=== Text passage ===

# How quick can you cycle?



## Hogdog (Feb 1, 2010)

As the title says how quick can you get the tank to acceptable levels of Ammonia/nitrite/nitrate so that you can add a Piranha. It's been a long time since I set up a new tank.

I'm currently using the fishless method which I've not done before and adding Waterlife bacterlife in order to help the filter along. How quickly can I go and collect the fish that I have reserved at my local fish shop? I might have underestimated how long it takes to cycle a new tank because I've always had other tanks to get filters and water from which made things easy...this isn't so easy.


----------



## JoeDizzleMPLS (Nov 5, 2007)

if you can get your hands on some established filter media, you could add fish immediately... borrow some from a friend or even your lfs and you'll be in business. without established media, it'll be a few weeks before the tank is fully cycled.


----------



## Hogdog (Feb 1, 2010)

I've been cycling for about four days now and I'll get some test results up tommorow.

I'm hoping the bacterial addative will have had a similar effect to used filter media as I don't know anyone with a tank I can get filter media from at the moment.


----------



## JoeDizzleMPLS (Nov 5, 2007)

i don't think you'll see results from the additive like you would with established media, if it's been set up for 4 days, you probably have a couple weeks to go.


----------



## Hogdog (Feb 1, 2010)

A desperate search for filter media it is then.


----------



## JoeDizzleMPLS (Nov 5, 2007)

haha, that's the way to do it... i haven't needed to wait for a tank to cycle for years now, i always make sure i have some extra bio media on hand.


----------



## jp80911 (Apr 3, 2008)

you can put a new filter bio media in your established tank for a while that helps to seed the media and should be ready to go after a week or two. since you are just getting a 3-4" fish and probably won't feed it for few days to a week until it settles so I don't think your parameters will be off by much if at all.
Seachem stability also works great.
http://www.seachem.com/Products/product_pages/Stability.html


----------



## Phtstrat (Sep 15, 2004)

===

## Exercise instructions
Reproduce the passage of the tank-cycling thread starting with "## jp80911 (Apr" and going on through "also works great.".

=== Information given ===

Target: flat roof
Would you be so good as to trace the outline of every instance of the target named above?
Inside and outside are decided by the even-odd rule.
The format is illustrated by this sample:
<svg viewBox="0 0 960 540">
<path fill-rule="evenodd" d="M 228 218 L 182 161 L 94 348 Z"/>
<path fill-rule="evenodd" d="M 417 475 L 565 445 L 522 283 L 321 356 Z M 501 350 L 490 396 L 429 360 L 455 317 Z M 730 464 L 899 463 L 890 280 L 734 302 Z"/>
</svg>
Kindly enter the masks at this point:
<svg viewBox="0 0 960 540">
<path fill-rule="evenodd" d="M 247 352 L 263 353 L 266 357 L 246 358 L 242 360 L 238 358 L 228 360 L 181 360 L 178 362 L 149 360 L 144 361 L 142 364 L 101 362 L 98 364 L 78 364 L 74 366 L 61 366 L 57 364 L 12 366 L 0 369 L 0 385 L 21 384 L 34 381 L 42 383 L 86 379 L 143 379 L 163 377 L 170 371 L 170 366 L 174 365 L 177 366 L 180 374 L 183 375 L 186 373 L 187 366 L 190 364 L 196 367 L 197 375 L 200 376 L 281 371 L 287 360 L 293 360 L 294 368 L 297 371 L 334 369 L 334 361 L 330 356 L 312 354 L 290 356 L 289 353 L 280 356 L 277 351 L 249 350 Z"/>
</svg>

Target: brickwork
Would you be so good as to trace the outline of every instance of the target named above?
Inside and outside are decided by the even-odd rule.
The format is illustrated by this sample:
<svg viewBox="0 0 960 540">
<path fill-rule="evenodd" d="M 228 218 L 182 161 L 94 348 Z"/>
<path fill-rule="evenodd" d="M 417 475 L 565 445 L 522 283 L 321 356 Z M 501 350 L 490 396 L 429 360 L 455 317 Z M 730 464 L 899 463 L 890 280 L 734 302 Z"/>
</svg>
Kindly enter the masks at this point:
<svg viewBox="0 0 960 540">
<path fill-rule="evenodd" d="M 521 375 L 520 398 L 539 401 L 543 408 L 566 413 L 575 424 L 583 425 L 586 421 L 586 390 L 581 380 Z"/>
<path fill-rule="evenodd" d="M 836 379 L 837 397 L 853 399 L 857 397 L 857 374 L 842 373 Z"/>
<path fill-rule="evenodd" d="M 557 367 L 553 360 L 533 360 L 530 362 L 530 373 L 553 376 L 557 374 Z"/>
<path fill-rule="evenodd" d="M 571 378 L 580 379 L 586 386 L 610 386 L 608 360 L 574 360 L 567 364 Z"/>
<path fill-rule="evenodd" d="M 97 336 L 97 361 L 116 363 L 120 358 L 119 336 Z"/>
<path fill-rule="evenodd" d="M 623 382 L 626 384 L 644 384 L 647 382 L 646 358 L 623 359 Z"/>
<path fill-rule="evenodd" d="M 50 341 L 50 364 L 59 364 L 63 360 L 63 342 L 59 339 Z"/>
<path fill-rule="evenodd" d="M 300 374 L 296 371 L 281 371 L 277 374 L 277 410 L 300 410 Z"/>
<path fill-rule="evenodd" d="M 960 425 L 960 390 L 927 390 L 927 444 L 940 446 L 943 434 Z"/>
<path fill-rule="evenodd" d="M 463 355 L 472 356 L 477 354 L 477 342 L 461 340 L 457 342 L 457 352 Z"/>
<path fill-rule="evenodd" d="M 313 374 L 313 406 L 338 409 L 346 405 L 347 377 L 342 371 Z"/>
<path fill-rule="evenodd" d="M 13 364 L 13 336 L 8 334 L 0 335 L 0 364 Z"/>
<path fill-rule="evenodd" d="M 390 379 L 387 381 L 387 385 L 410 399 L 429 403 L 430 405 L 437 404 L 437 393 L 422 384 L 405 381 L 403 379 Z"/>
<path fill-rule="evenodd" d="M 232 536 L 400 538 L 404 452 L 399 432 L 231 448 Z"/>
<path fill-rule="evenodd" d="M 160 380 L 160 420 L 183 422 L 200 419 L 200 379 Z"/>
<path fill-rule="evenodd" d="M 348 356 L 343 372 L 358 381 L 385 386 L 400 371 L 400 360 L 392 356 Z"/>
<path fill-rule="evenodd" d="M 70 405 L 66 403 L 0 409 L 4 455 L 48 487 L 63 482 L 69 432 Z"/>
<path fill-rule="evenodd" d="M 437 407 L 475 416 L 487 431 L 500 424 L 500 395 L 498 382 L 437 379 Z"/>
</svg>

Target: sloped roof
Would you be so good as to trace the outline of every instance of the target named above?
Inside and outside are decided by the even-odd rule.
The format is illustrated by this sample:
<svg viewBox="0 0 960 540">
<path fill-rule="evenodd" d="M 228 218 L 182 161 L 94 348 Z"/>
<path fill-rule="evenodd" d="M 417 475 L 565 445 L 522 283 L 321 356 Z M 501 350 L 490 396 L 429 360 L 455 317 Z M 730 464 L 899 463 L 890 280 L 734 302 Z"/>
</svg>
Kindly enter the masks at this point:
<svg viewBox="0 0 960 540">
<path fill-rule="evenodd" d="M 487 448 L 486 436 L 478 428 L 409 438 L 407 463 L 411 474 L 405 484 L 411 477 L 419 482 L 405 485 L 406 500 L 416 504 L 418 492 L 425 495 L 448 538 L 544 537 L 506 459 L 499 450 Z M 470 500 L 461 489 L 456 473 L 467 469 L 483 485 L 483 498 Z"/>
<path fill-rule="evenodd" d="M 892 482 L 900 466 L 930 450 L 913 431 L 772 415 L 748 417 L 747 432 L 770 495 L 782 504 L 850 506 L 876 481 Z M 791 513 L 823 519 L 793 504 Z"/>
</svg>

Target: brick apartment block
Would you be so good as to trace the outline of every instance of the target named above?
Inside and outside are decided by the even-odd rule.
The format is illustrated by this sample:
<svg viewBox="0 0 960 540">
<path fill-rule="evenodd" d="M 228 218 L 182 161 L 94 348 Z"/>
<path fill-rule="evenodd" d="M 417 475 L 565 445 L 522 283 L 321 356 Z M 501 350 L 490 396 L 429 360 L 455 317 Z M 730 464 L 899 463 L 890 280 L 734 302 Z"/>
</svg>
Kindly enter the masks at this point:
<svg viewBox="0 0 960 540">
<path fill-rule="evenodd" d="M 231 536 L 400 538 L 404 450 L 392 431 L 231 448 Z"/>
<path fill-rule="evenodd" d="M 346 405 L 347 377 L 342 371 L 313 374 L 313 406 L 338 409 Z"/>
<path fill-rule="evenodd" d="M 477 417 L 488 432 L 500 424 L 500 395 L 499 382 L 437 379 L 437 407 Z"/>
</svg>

===

## Solution to the problem
## jp80911 (Apr 3, 2008)

you can put a new filter bio media in your established tank for a while that helps to seed the media and should be ready to go after a week or two. since you are just getting a 3-4" fish and probably won't feed it for few days to a week until it settles so I don't think your parameters will be off by much if at all.
Seachem stability also works great.